Task directions >>
Figure out the number of lines in the data that hold the string "window". Reply with that figure only.

Segment Start: Excerpted data

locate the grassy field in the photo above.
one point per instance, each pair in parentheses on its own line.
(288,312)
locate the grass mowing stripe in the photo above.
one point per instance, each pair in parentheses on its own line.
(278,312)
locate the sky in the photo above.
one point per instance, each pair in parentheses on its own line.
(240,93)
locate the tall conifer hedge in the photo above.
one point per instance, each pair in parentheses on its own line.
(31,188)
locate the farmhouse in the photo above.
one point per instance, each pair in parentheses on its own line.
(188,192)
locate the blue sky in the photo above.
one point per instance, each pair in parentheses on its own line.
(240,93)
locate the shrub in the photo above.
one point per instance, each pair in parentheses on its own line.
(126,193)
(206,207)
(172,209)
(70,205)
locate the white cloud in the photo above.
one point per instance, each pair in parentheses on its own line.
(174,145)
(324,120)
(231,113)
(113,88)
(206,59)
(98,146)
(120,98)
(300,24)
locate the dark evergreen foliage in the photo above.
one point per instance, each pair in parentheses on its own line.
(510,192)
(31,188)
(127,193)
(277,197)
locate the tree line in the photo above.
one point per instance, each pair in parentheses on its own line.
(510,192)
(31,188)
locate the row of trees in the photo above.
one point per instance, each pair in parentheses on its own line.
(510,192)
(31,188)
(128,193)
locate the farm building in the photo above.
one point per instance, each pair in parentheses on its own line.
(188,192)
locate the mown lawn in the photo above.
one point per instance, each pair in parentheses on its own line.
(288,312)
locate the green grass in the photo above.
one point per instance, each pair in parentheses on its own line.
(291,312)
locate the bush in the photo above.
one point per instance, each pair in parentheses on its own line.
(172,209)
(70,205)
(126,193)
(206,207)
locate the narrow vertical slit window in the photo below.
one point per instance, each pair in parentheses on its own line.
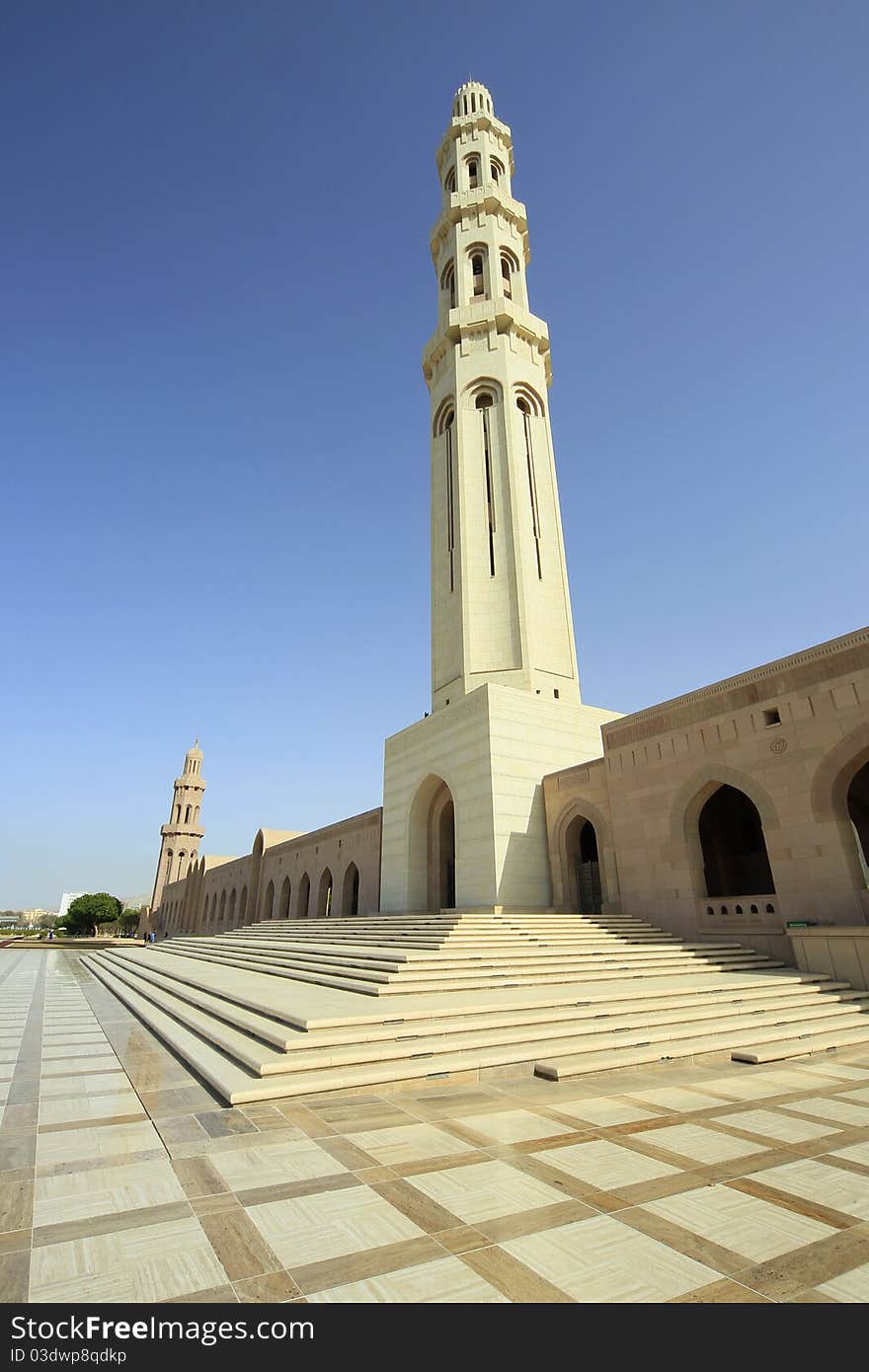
(477,276)
(450,510)
(528,454)
(506,277)
(484,405)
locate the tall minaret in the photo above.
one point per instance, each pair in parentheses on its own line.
(464,822)
(180,837)
(500,602)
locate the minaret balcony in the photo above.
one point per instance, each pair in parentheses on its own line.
(182,832)
(490,199)
(502,315)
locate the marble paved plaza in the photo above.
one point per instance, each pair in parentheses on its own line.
(123,1179)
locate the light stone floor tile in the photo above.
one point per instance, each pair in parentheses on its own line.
(445,1280)
(270,1165)
(824,1184)
(514,1126)
(90,1107)
(80,1084)
(602,1259)
(80,1065)
(677,1098)
(750,1087)
(76,1195)
(774,1124)
(112,1140)
(602,1110)
(840,1069)
(78,1050)
(743,1224)
(851,1287)
(605,1165)
(830,1108)
(330,1224)
(153,1262)
(855,1153)
(692,1140)
(409,1143)
(485,1191)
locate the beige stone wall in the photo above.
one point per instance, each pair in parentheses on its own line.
(840,953)
(791,735)
(270,882)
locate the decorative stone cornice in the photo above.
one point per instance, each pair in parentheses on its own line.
(500,316)
(750,688)
(467,204)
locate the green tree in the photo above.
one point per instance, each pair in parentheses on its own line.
(87,913)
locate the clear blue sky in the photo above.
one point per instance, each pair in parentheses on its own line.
(215,288)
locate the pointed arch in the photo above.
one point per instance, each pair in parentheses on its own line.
(283,910)
(324,894)
(351,890)
(268,901)
(688,805)
(303,897)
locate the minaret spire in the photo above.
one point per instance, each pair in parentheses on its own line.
(499,580)
(182,836)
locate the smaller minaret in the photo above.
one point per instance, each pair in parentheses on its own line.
(180,837)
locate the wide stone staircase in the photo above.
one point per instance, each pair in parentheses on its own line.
(296,1007)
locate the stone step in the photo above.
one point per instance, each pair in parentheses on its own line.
(411,1058)
(799,1040)
(308,1055)
(254,992)
(373,982)
(232,1082)
(391,1040)
(238,1086)
(788,1048)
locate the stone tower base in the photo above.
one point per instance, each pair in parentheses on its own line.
(492,749)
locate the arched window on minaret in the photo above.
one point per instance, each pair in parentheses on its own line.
(443,426)
(447,283)
(507,276)
(484,404)
(528,404)
(478,274)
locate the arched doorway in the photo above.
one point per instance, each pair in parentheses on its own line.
(858,813)
(303,896)
(442,851)
(324,894)
(284,900)
(584,866)
(432,847)
(735,858)
(268,901)
(351,890)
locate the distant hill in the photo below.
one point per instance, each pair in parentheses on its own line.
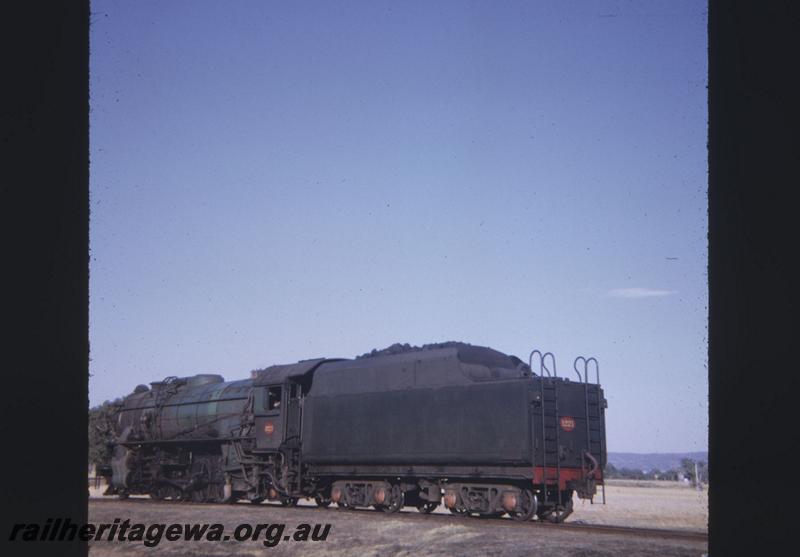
(651,461)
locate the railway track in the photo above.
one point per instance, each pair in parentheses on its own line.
(685,535)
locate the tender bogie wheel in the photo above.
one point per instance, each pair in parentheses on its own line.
(527,506)
(427,507)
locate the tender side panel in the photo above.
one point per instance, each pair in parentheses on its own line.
(478,423)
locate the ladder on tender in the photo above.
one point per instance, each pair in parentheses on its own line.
(594,413)
(548,395)
(550,442)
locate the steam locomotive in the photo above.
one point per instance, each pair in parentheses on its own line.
(455,424)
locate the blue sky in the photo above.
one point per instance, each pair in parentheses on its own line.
(275,181)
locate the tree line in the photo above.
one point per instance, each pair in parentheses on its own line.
(685,470)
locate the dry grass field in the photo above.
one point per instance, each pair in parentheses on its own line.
(639,504)
(372,533)
(642,504)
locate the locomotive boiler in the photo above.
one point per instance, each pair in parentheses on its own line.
(476,430)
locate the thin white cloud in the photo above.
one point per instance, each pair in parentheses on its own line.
(640,293)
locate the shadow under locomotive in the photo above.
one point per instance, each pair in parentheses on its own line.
(455,424)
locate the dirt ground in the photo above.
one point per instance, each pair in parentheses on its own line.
(372,533)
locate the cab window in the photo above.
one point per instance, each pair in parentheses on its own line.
(273,400)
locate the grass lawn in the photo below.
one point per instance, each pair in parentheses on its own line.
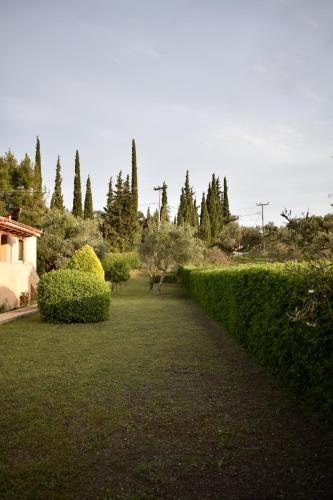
(155,403)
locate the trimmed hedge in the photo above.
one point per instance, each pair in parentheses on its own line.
(169,278)
(85,259)
(255,303)
(70,296)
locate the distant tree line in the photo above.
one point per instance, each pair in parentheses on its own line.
(120,223)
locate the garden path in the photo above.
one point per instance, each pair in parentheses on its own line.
(157,402)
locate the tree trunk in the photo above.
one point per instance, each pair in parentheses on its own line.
(161,282)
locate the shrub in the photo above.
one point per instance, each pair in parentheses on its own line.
(130,258)
(258,305)
(86,260)
(70,296)
(118,272)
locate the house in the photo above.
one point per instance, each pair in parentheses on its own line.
(18,262)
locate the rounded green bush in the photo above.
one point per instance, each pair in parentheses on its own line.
(86,260)
(70,296)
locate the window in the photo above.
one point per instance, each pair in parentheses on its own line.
(20,250)
(3,249)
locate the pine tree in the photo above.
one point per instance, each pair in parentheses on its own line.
(164,208)
(77,196)
(57,200)
(226,210)
(88,206)
(204,229)
(38,172)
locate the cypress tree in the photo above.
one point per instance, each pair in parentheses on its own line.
(134,181)
(109,197)
(57,200)
(88,206)
(204,229)
(213,208)
(164,207)
(38,171)
(77,196)
(226,210)
(187,210)
(108,225)
(181,209)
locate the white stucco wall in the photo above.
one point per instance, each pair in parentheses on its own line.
(17,276)
(29,250)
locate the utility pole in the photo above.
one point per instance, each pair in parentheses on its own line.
(330,196)
(262,205)
(159,189)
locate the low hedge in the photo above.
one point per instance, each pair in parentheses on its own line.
(70,296)
(131,259)
(256,304)
(169,278)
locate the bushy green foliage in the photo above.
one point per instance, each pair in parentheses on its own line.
(85,259)
(63,233)
(70,296)
(169,278)
(164,249)
(258,305)
(118,273)
(130,258)
(17,190)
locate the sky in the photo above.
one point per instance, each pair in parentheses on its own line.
(236,87)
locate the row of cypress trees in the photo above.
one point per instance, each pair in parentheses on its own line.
(57,200)
(120,227)
(214,210)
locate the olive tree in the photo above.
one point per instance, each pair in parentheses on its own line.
(164,249)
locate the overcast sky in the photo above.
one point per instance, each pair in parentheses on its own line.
(242,88)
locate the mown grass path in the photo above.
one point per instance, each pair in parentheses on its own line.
(155,403)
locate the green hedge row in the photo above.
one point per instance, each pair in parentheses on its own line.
(169,278)
(255,303)
(71,296)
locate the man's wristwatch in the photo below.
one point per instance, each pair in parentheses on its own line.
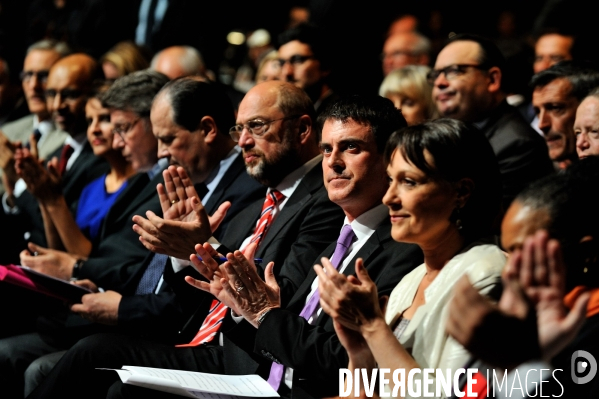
(76,268)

Segment End: Excerpted data

Task answer >>
4